Exercise details: Everything below from the line with "Task: check that each instance of the dirt" to the last line, both included, is to be written out exactly, with nothing added.

Data extracts:

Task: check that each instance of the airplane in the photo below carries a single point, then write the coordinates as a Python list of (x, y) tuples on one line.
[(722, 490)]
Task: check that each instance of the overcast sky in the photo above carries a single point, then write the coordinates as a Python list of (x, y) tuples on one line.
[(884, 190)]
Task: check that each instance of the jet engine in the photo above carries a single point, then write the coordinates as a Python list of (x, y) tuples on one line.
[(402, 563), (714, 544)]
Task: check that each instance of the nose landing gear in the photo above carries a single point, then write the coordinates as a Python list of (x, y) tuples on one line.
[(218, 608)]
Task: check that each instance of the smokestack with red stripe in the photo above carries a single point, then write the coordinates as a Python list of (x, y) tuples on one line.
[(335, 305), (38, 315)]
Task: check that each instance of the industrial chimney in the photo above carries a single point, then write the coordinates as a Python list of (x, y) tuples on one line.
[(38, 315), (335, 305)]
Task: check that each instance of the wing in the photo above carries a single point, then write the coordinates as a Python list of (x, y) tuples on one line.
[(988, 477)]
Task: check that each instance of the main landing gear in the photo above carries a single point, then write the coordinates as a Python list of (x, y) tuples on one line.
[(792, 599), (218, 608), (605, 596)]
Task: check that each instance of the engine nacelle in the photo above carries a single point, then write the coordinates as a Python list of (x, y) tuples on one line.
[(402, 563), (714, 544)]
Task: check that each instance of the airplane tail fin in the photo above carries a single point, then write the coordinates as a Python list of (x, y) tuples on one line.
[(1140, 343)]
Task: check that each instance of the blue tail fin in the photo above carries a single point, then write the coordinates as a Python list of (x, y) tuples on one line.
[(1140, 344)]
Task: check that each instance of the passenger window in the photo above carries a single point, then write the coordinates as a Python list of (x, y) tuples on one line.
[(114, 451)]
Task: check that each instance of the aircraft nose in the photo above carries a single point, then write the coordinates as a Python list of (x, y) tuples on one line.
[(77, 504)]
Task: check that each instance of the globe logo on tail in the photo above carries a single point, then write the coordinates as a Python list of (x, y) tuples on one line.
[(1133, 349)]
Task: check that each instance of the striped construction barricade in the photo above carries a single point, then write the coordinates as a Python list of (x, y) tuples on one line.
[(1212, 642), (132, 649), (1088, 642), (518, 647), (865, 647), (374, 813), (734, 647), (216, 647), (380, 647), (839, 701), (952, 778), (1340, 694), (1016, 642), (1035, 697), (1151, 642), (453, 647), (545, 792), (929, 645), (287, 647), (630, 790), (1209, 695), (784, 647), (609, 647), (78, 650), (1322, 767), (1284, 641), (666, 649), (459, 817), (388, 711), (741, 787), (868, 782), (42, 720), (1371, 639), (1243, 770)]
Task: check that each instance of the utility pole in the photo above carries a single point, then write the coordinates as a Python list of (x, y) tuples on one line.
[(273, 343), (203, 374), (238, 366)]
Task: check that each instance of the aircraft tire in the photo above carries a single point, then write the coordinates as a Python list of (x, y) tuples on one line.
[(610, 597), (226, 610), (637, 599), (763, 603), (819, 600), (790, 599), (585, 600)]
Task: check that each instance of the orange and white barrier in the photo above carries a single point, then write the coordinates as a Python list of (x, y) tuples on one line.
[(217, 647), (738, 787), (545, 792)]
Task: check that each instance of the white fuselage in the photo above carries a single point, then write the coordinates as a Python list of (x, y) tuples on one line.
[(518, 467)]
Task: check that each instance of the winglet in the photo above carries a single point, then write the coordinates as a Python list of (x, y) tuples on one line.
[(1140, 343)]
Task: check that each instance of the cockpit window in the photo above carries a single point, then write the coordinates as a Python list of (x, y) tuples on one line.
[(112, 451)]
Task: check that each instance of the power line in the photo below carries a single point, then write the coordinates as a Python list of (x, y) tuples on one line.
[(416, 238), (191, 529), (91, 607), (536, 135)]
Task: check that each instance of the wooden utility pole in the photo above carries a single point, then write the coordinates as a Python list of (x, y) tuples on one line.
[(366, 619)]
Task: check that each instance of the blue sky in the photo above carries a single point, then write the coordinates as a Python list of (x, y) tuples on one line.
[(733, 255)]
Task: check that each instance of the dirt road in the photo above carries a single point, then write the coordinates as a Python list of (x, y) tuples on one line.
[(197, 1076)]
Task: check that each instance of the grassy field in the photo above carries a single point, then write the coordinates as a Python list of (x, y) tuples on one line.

Worked solution:
Task: check that each instance of the dirt road in the photo above carries a single point, then write the coordinates as a Python list of (x, y) tuples on one line.
[(197, 1076)]
Task: check that each instance of the grassy field in the photo above carries a single point, then write the coordinates as a Python list of (x, y) tuples on one line.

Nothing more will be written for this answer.